* BEGIN READING TEXT *

And for a less elite view, see here [7], where an article on DACA prompts this cri de coeur:

We have no voices that count. The media and the Deep State set the agenda; protecting their brownshirts, punishing heretics and policing the boundaries of speech. They rule over us. You want proof? Republicans and/or conservatives own the presidency, the Congress, most of the governorships and even a tenuous majority on the Supreme Court. Yet they’re commonly described as ‘beleageured’.

Or, yet more bluntly, another comment [8] on an article on immigration:

Everyone with any power is just dicking around with the future of the formerly civilized world. The reason for this remains a mystery to me, although I think it might have something to do with certain principalities, powers, rulers of the darkness of this world, and spiritual wickedness in high places.

Or here [9]:

I think it’s time to acknowledge that CON-gress is not only incapable of doing the right thing (unless someone greases their palms to do it) but incapable of doing anything and needs to be fundamentally changed. I doubt we could do worse if we picked people at random from the phone books.

That last is a comment on an article by Pat Buchanan [9]: “Trump Dumps the Do-Nothing Congress.” Is Trump the sign of the epochal moment de Riencourt predicted?

6. And Trump: The Hero we Need?

One pleasure of reading de Riencourt’s parallel histories of Rome and America is the satirical light it sheds on the recent antics of some deracinated and culture-less “artists” to express their outrage at the election results by setting a production of Shakespeare’s Julius Caesar in modern America, with the titular role was taken by a simulacrum of Trump. The “subtle” message: Trump bad, let’s rise up against the dictator and restore democracy!

Of course, if they had read de Riencourt, or perhaps the play itself, they would have known that it was Caesar, like all the subsequent Emperors, who was, indeed, the Tribune of the People (represented by the Populares party), while it was the old Senatorial families (the party of the Optimates) who wanted to return to the oligarchical Republic.[5] [10]

Despite all the liberal paranoia, projection, and hypocrisy, Trump is not the Coming Caesar. Rather, he seems like a last, desperate attempt by the country’s historic ethnic group to make some sort of — compromise — between American tradition and the current crisis: a strong man, a father figure, but also that uniquely Yankee figure: a dealmaker.

* END READING TEXT *
* BEGIN WORKING DATA *

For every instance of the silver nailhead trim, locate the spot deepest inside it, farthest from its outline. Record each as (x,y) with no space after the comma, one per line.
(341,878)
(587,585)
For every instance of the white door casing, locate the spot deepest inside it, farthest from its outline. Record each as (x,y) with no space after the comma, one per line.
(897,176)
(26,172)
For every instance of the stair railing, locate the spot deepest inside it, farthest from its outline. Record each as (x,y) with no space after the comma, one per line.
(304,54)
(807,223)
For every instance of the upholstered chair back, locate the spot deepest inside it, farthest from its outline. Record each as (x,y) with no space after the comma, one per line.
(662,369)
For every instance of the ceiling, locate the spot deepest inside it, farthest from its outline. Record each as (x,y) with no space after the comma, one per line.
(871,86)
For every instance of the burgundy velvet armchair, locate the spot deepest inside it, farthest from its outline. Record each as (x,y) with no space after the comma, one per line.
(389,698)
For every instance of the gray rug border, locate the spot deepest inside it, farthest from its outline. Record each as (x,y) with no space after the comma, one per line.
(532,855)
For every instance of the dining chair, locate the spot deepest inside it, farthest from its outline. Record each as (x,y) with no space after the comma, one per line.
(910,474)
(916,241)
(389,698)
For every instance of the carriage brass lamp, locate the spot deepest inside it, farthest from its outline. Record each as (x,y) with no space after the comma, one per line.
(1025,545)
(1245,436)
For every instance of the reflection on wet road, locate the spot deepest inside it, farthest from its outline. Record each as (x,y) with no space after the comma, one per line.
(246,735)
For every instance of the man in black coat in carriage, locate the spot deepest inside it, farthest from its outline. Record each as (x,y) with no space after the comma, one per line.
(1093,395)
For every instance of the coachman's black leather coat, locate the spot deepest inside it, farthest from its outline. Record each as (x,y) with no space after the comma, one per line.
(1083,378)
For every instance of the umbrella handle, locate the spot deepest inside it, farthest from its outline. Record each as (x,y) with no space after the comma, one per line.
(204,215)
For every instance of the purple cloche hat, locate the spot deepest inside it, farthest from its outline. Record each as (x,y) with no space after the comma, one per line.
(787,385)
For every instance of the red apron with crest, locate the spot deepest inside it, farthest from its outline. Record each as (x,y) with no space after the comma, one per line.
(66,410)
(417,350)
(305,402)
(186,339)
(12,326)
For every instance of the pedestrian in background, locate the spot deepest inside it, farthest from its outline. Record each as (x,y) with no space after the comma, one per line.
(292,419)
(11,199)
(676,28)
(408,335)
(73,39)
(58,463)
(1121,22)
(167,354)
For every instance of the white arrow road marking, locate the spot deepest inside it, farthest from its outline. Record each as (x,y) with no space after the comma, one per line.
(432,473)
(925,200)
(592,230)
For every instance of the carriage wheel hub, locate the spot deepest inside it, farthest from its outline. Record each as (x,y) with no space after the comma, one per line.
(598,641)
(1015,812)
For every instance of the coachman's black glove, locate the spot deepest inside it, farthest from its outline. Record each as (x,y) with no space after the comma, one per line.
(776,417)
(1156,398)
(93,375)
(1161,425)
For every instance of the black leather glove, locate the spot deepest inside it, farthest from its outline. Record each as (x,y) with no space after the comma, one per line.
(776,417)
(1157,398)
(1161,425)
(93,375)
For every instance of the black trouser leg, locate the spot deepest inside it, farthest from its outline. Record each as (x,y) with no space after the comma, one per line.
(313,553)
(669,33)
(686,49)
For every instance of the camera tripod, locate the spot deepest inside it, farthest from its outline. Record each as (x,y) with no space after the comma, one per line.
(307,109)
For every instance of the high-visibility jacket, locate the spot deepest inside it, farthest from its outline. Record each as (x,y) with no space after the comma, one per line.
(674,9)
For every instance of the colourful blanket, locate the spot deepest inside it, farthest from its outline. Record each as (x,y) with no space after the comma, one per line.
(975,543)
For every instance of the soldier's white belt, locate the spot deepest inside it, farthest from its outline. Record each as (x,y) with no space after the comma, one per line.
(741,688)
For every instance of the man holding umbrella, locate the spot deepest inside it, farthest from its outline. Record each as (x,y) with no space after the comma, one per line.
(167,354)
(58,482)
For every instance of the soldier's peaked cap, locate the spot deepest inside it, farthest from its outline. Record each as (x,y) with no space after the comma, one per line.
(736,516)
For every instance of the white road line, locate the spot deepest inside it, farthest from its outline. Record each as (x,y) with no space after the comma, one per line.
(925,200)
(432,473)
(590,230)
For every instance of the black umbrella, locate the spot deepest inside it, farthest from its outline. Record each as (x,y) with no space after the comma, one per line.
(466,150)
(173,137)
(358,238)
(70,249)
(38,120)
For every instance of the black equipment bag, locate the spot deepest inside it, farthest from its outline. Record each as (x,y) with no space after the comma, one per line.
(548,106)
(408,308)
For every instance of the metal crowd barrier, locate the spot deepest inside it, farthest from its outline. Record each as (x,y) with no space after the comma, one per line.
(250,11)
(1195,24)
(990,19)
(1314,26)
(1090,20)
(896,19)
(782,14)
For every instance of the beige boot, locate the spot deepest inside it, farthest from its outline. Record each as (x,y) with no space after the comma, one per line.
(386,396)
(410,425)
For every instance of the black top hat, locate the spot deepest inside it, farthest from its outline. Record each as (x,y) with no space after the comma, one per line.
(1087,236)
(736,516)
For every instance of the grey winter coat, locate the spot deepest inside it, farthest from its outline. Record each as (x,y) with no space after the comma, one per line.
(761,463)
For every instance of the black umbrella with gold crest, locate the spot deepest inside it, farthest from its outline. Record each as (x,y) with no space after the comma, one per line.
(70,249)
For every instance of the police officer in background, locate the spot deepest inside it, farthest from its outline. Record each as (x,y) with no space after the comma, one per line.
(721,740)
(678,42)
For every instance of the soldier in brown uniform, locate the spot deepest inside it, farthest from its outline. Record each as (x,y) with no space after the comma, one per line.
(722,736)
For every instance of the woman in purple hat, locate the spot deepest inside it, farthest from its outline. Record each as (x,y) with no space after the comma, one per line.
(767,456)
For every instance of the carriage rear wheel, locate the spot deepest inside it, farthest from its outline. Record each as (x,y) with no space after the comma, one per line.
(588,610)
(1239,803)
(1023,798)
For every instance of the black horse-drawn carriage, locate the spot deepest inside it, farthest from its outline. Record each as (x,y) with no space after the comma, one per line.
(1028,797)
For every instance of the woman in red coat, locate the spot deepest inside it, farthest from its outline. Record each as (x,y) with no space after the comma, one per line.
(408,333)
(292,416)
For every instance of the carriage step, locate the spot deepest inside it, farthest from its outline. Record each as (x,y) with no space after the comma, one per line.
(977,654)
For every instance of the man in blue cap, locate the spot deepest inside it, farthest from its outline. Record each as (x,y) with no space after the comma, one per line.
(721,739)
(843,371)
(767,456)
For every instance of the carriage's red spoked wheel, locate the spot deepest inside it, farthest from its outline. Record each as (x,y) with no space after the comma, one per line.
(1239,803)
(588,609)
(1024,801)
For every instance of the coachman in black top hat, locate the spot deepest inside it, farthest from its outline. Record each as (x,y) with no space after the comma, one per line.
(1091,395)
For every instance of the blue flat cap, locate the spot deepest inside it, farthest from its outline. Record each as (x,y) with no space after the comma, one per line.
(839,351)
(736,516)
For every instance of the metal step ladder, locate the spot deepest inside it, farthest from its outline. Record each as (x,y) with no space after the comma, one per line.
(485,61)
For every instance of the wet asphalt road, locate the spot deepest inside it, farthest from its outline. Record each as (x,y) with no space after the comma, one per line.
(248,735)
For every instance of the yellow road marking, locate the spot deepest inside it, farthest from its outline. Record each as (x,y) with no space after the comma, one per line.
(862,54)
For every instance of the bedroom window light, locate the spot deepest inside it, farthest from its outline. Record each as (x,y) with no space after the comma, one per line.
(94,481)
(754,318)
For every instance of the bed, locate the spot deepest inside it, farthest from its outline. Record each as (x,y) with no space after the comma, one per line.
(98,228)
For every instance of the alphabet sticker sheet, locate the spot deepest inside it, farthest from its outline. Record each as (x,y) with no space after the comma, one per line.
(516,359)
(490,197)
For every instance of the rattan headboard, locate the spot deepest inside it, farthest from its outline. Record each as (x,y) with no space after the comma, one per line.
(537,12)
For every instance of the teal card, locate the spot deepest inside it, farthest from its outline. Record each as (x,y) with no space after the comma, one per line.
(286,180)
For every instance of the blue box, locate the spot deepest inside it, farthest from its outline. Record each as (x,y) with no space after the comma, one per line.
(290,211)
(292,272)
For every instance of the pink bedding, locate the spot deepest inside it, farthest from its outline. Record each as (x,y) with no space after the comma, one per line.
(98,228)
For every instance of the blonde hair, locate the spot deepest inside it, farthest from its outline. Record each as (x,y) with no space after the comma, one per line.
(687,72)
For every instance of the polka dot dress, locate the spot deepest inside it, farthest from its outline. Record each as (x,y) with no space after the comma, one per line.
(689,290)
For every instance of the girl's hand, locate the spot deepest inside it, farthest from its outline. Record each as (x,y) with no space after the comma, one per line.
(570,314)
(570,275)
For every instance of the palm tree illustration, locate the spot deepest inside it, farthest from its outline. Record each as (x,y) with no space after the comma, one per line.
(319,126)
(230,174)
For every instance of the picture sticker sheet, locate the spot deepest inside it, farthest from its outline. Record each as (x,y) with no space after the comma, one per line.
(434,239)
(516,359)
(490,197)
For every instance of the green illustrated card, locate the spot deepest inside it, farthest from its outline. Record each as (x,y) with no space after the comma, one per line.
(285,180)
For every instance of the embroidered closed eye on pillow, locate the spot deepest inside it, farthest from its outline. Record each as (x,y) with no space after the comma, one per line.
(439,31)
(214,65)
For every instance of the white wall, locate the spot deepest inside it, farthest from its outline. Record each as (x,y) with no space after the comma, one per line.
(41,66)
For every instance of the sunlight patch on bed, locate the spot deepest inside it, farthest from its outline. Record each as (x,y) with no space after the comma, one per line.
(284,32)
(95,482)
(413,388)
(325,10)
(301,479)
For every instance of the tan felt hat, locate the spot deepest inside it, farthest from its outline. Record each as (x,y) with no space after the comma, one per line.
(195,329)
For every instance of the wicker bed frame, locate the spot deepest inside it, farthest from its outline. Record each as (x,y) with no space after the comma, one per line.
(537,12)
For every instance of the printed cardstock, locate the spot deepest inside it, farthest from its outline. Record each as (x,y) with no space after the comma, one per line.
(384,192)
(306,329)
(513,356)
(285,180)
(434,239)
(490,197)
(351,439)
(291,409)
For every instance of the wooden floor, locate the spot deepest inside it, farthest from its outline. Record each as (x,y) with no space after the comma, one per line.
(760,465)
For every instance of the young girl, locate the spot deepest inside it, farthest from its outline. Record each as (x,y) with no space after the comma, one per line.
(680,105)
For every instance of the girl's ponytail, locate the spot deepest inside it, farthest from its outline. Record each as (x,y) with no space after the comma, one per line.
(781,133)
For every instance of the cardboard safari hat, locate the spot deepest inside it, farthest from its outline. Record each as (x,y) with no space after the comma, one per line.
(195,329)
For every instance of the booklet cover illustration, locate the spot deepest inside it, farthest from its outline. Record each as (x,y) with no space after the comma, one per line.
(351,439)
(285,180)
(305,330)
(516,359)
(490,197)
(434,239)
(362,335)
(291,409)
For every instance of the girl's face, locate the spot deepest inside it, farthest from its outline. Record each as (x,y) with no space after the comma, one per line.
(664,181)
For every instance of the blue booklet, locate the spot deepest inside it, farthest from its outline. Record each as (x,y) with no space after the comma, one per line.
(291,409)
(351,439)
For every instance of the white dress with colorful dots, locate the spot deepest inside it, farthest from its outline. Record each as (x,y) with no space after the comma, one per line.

* END WORKING DATA *

#### [ACTIONS TO TAKE]
**a.** In the passage on Trump and de Riencourt's history of Rome and America, which party stood for the old Senatorial families who wanted to return to the oligarchical Republic?
**b.** Return each line of the listing that contains the string "soldier".

#### [ANSWERS TO THE EXERCISES]
**a.** The Optimates.

**b.**
For every instance of the soldier's white belt, locate the spot deepest inside it, farthest from its outline. Record each as (x,y) with no space after the comma, one per line.
For every instance of the soldier's peaked cap, locate the spot deepest inside it, farthest from its outline. Record each as (x,y) with no space after the comma, one per line.
For every instance of the soldier in brown uniform, locate the spot deepest inside it, farthest from its outline. Record each as (x,y) with no space after the comma, one per line.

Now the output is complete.